**WRITTEN PROBLEM**:
Extract precisely the lines that run from the line containing "the silver car" to the end of the records below, with both ends included and pictures omitted.

[Records of labeled points]
━━━

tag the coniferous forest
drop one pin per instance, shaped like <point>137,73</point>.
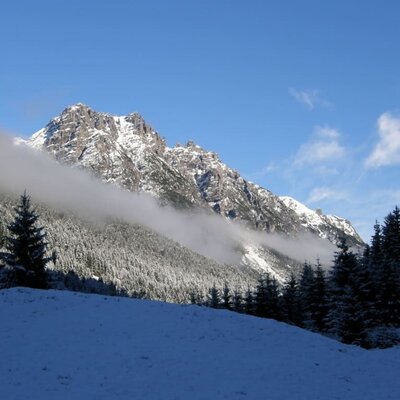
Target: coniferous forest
<point>357,301</point>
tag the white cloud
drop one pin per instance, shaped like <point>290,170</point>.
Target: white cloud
<point>310,98</point>
<point>263,172</point>
<point>323,147</point>
<point>387,150</point>
<point>325,193</point>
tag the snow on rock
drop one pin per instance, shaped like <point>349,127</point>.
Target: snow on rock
<point>324,225</point>
<point>63,345</point>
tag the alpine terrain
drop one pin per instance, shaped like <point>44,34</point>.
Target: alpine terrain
<point>128,152</point>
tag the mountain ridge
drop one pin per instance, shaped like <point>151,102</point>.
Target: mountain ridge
<point>127,151</point>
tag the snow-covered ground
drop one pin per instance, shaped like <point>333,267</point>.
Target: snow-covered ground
<point>63,345</point>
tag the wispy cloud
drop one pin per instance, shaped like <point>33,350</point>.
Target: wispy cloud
<point>263,172</point>
<point>311,98</point>
<point>387,151</point>
<point>324,146</point>
<point>325,193</point>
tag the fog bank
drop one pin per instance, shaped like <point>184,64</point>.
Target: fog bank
<point>66,188</point>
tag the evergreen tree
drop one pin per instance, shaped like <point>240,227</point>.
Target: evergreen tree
<point>214,298</point>
<point>26,247</point>
<point>290,301</point>
<point>345,315</point>
<point>226,297</point>
<point>260,304</point>
<point>237,301</point>
<point>272,300</point>
<point>305,290</point>
<point>249,303</point>
<point>318,300</point>
<point>388,281</point>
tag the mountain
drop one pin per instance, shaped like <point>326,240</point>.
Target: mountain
<point>134,259</point>
<point>63,345</point>
<point>325,226</point>
<point>127,151</point>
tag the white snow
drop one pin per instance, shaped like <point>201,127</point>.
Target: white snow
<point>316,220</point>
<point>62,345</point>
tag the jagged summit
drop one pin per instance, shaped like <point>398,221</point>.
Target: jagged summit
<point>127,151</point>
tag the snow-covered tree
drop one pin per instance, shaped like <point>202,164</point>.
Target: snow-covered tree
<point>24,258</point>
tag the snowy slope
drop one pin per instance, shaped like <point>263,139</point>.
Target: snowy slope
<point>61,345</point>
<point>127,151</point>
<point>326,226</point>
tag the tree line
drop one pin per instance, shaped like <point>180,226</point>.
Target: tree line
<point>357,301</point>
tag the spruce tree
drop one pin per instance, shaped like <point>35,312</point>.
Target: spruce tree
<point>226,297</point>
<point>305,289</point>
<point>237,301</point>
<point>249,303</point>
<point>25,244</point>
<point>345,314</point>
<point>214,298</point>
<point>389,271</point>
<point>290,301</point>
<point>318,300</point>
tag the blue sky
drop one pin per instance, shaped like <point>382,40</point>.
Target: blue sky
<point>301,97</point>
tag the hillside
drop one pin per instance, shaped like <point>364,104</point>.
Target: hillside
<point>127,151</point>
<point>135,259</point>
<point>62,345</point>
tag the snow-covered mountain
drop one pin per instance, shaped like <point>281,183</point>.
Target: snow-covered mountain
<point>63,345</point>
<point>129,152</point>
<point>325,226</point>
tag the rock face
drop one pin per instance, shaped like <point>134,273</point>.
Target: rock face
<point>130,153</point>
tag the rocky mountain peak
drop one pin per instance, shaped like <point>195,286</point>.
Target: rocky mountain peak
<point>127,151</point>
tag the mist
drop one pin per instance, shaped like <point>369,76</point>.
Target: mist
<point>66,188</point>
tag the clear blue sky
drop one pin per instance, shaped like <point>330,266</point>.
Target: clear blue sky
<point>301,97</point>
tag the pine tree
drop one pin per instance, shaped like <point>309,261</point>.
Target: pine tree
<point>214,298</point>
<point>226,297</point>
<point>237,301</point>
<point>290,301</point>
<point>249,303</point>
<point>272,301</point>
<point>345,314</point>
<point>26,247</point>
<point>389,271</point>
<point>305,289</point>
<point>318,300</point>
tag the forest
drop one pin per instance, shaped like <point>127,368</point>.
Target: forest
<point>356,301</point>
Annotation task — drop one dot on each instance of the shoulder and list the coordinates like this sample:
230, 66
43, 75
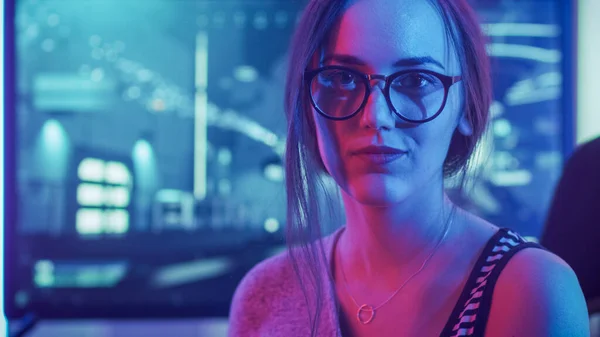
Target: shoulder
256, 295
537, 294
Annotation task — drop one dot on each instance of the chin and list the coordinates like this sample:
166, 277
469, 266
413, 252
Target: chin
378, 190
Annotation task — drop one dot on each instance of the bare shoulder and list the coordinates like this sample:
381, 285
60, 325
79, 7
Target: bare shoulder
537, 294
255, 295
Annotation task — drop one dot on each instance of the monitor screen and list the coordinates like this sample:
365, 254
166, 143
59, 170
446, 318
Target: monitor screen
148, 141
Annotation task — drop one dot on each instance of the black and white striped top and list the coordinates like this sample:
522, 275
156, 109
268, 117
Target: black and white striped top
471, 312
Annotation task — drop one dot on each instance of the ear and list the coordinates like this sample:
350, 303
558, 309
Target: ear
464, 126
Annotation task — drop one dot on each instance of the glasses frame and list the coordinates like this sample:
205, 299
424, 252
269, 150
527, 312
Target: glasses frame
447, 82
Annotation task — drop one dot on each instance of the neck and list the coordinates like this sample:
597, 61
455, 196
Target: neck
395, 239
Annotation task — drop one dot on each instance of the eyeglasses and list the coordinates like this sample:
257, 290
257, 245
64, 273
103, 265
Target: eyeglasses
416, 96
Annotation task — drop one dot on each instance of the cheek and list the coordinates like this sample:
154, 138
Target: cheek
329, 139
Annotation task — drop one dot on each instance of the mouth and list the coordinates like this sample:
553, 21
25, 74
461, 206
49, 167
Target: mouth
378, 155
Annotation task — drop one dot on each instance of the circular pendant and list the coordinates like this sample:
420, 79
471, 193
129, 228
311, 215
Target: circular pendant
365, 314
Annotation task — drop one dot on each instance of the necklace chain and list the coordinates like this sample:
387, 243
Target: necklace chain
369, 309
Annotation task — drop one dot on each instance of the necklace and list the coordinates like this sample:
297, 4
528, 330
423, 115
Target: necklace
366, 312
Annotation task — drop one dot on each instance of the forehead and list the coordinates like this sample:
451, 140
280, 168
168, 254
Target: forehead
379, 32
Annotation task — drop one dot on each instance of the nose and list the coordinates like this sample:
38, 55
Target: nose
377, 114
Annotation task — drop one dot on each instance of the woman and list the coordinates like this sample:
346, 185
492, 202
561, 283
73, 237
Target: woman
388, 98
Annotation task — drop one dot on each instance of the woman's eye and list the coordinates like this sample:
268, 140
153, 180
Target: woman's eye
414, 80
343, 77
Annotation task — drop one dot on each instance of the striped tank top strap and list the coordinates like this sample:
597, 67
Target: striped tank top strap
471, 312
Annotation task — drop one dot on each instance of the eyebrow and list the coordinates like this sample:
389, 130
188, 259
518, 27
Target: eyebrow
405, 62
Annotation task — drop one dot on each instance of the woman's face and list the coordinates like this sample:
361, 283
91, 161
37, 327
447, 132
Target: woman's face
373, 37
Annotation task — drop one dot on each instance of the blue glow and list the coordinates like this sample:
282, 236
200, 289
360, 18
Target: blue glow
142, 152
2, 316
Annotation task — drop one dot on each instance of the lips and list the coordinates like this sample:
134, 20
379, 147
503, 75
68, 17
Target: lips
378, 155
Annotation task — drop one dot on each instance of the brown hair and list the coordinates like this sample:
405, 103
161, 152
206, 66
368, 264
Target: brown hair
303, 165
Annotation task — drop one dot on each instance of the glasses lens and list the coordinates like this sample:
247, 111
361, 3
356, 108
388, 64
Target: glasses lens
417, 96
338, 93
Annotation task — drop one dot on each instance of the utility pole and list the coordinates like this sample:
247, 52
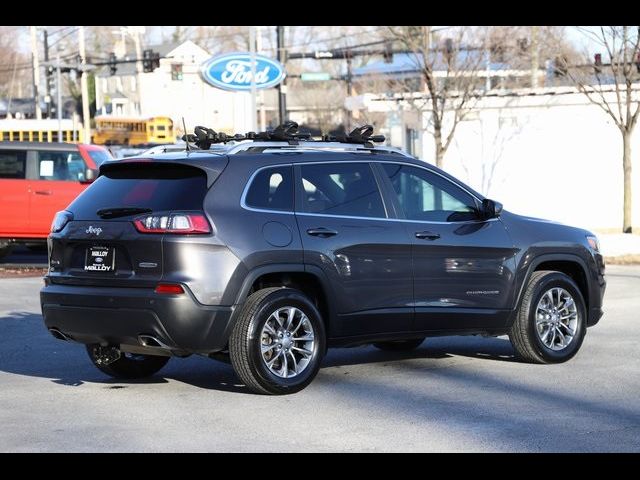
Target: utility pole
263, 115
47, 78
135, 33
534, 57
59, 94
252, 49
36, 71
84, 87
282, 87
349, 115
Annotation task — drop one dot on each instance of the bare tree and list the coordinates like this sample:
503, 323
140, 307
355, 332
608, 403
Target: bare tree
450, 74
613, 84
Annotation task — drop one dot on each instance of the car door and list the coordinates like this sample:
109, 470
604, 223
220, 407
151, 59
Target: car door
346, 233
463, 266
57, 179
14, 193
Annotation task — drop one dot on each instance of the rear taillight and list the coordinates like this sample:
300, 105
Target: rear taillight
60, 220
169, 289
173, 223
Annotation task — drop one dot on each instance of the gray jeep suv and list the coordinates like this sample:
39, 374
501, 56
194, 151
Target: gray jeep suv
276, 247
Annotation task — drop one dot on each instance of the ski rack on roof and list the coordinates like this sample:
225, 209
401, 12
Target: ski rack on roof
204, 137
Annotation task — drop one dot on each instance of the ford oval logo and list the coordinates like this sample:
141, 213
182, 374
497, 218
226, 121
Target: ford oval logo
232, 71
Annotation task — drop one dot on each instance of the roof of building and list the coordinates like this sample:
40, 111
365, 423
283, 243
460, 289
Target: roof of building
127, 69
403, 63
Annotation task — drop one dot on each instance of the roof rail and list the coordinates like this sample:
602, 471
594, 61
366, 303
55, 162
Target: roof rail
204, 137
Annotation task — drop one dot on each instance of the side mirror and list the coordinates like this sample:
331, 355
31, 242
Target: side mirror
89, 175
490, 209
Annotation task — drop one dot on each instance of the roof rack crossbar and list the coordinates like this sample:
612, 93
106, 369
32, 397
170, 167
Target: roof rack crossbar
204, 137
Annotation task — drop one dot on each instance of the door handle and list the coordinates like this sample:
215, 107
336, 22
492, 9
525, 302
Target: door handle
427, 235
321, 232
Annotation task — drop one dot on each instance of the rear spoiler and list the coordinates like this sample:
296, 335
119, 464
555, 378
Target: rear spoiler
211, 166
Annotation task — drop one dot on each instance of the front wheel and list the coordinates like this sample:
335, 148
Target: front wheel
550, 324
278, 341
129, 365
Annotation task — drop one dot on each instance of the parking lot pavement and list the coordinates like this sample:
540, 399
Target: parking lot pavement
452, 394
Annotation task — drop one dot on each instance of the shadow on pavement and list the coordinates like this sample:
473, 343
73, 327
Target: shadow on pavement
27, 348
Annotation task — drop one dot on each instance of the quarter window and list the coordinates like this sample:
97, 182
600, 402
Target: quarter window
425, 196
272, 189
12, 164
348, 189
59, 166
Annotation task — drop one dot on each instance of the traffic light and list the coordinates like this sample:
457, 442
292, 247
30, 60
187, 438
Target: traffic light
113, 63
523, 45
560, 67
388, 52
150, 60
597, 63
448, 49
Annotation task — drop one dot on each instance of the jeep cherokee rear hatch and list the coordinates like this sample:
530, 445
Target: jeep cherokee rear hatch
113, 232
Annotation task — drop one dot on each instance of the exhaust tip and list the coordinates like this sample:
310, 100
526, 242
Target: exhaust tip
151, 341
59, 335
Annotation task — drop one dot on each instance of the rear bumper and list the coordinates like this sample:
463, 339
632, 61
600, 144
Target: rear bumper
119, 315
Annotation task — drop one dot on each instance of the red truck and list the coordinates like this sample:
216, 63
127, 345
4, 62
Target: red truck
36, 181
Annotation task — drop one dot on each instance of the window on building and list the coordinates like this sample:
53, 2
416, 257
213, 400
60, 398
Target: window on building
176, 71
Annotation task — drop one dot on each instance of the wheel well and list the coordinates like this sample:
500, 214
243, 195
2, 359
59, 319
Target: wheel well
305, 282
571, 269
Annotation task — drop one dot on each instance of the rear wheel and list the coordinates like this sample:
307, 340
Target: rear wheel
550, 323
400, 345
278, 341
129, 365
5, 251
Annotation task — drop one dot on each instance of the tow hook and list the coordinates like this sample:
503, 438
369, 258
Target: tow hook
105, 355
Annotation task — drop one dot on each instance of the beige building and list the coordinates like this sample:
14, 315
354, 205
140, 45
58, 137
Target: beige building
175, 89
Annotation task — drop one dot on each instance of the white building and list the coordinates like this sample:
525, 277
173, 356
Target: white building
175, 89
552, 154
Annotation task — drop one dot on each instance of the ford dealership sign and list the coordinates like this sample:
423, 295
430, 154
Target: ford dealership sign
232, 71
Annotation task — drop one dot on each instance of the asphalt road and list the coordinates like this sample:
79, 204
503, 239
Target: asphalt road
452, 394
21, 256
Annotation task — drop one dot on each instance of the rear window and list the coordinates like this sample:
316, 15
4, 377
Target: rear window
12, 164
158, 187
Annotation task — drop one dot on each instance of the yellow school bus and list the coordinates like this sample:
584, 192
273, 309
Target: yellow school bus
111, 130
13, 130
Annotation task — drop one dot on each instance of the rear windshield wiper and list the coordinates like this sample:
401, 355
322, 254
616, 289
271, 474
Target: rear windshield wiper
114, 212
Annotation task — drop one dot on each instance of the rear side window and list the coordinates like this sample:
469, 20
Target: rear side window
348, 189
427, 197
63, 166
272, 189
12, 164
158, 187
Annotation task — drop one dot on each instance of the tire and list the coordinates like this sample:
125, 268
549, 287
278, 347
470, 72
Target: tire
527, 337
130, 366
400, 345
5, 251
250, 336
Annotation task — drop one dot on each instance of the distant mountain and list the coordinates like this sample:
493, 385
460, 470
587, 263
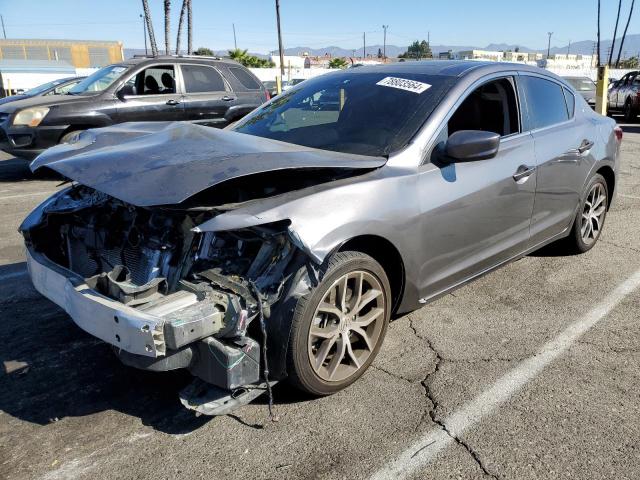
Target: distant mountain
584, 47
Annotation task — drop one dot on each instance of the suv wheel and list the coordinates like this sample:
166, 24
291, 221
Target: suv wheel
339, 326
629, 112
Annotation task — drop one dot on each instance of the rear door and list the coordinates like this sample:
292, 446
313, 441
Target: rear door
151, 94
562, 141
477, 214
207, 96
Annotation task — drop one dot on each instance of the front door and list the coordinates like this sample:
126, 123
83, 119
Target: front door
478, 213
206, 95
563, 154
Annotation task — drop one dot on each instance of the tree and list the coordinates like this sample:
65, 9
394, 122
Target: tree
183, 12
624, 34
338, 63
147, 19
241, 56
615, 32
238, 55
598, 48
205, 52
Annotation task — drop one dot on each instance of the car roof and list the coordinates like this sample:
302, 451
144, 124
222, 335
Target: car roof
177, 59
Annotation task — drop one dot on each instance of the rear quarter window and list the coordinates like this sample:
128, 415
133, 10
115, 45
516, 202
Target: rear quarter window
245, 78
546, 102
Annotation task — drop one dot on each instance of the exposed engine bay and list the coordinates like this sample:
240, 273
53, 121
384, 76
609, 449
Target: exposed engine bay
208, 288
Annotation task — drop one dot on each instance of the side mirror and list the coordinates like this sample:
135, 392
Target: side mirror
125, 91
471, 145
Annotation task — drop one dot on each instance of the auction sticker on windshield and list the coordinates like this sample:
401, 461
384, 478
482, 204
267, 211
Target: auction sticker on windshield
404, 84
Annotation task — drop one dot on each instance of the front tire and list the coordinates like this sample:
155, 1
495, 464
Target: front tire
591, 215
338, 327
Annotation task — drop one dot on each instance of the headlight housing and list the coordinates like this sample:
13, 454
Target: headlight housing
30, 116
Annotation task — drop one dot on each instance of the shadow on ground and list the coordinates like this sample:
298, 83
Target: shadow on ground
51, 369
17, 169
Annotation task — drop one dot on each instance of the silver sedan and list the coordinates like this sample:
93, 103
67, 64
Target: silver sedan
280, 248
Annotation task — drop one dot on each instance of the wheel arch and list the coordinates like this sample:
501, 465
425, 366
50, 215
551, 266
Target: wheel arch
387, 255
610, 177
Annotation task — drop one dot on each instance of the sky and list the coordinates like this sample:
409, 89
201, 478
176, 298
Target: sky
320, 23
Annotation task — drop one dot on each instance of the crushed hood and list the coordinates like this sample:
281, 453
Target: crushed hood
165, 163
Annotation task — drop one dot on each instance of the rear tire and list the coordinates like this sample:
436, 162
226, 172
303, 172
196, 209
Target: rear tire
589, 221
69, 136
338, 327
629, 113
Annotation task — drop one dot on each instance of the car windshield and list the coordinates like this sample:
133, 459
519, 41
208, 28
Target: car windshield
43, 88
99, 80
582, 84
366, 113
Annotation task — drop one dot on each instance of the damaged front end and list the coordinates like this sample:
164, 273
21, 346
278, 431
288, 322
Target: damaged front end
164, 294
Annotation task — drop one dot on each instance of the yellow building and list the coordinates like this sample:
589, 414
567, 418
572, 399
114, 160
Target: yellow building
79, 53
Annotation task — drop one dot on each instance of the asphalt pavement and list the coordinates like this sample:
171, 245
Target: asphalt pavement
530, 372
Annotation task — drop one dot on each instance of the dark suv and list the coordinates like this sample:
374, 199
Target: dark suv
624, 96
204, 90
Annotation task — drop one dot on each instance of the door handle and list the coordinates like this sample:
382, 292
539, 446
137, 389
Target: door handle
585, 146
523, 172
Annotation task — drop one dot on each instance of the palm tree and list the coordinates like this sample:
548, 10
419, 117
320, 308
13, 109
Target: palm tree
167, 20
615, 32
624, 34
189, 30
183, 11
239, 55
147, 18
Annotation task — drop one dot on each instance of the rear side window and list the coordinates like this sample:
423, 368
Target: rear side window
198, 79
245, 78
545, 102
571, 102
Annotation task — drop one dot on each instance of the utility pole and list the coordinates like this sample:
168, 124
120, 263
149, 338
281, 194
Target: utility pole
235, 44
384, 43
364, 44
144, 30
280, 40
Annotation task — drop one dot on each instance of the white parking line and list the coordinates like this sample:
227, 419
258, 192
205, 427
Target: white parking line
9, 276
25, 195
424, 450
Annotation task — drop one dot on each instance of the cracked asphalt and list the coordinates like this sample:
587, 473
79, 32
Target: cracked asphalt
69, 410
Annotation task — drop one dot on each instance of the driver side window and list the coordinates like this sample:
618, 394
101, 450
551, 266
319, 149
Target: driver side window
492, 107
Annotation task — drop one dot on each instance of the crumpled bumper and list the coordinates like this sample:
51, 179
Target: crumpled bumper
111, 321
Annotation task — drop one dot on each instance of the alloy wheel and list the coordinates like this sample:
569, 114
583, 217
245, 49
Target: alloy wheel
346, 326
593, 212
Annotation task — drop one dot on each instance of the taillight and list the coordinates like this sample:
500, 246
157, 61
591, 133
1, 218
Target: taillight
618, 132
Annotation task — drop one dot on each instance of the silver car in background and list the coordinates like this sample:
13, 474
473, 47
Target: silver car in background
281, 247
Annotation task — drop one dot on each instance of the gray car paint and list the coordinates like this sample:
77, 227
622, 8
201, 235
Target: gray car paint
448, 223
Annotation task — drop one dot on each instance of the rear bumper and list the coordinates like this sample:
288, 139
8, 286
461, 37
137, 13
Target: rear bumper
121, 326
29, 142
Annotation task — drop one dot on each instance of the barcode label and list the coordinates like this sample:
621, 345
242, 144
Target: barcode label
404, 84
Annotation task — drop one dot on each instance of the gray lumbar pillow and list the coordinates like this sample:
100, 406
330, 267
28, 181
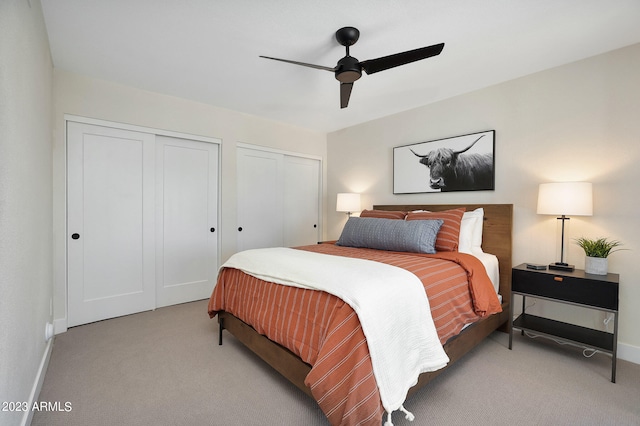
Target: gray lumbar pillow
417, 236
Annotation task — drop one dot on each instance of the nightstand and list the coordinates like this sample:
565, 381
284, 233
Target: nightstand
578, 288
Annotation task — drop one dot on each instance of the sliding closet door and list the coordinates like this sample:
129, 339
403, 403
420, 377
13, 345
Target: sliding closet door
301, 201
110, 222
278, 199
260, 207
186, 220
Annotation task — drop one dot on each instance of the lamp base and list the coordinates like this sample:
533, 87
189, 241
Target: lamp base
559, 266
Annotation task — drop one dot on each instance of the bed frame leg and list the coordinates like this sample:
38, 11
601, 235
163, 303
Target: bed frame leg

━━━

**ANSWER TO THIS EXERCISE**:
Annotation task — drop one dot on each instance of the silver car in background and list the coordinates like this sample:
13, 474
473, 47
Target: silver car in background
281, 247
Annotation task — drop one dot on each instance of the gray car paint and list the coordinates like this sample:
77, 227
622, 8
201, 235
Target: gray car paint
448, 223
Annotation task — drop one dot on each instance of the rear bumper and list the coordinates like this sample:
288, 139
8, 286
461, 37
137, 13
Target: rear bumper
121, 326
29, 142
Annotation task — drop one dot on each instance of the barcode label and list the coordinates like this sample:
621, 345
242, 144
Target: barcode label
404, 84
Annotation task — drop one dot on each instance of the gray lumbar pillow and list the coordinates like this sample:
100, 406
330, 267
28, 181
Target: gray lumbar pillow
417, 236
Annotation task — drop one dot on each instance of the nightstand and list the coordinates like this sample:
565, 381
284, 233
Target: nightstand
578, 288
Annotation task — drop one dot on each instance of the sliding closet door and list the coordinates like this sample:
129, 339
403, 403
420, 377
13, 345
Target: sliding closet door
301, 201
110, 222
278, 199
260, 207
186, 220
Annotation task — drop one dot on each instance of the lamp base and list the coordinates like this sample:
533, 87
189, 241
Target: lamp base
559, 266
Annotation task — drop one dot on each instance of the bed frame leg and list the coordinates like this sample:
38, 11
601, 235
163, 303
Target: bed frame leg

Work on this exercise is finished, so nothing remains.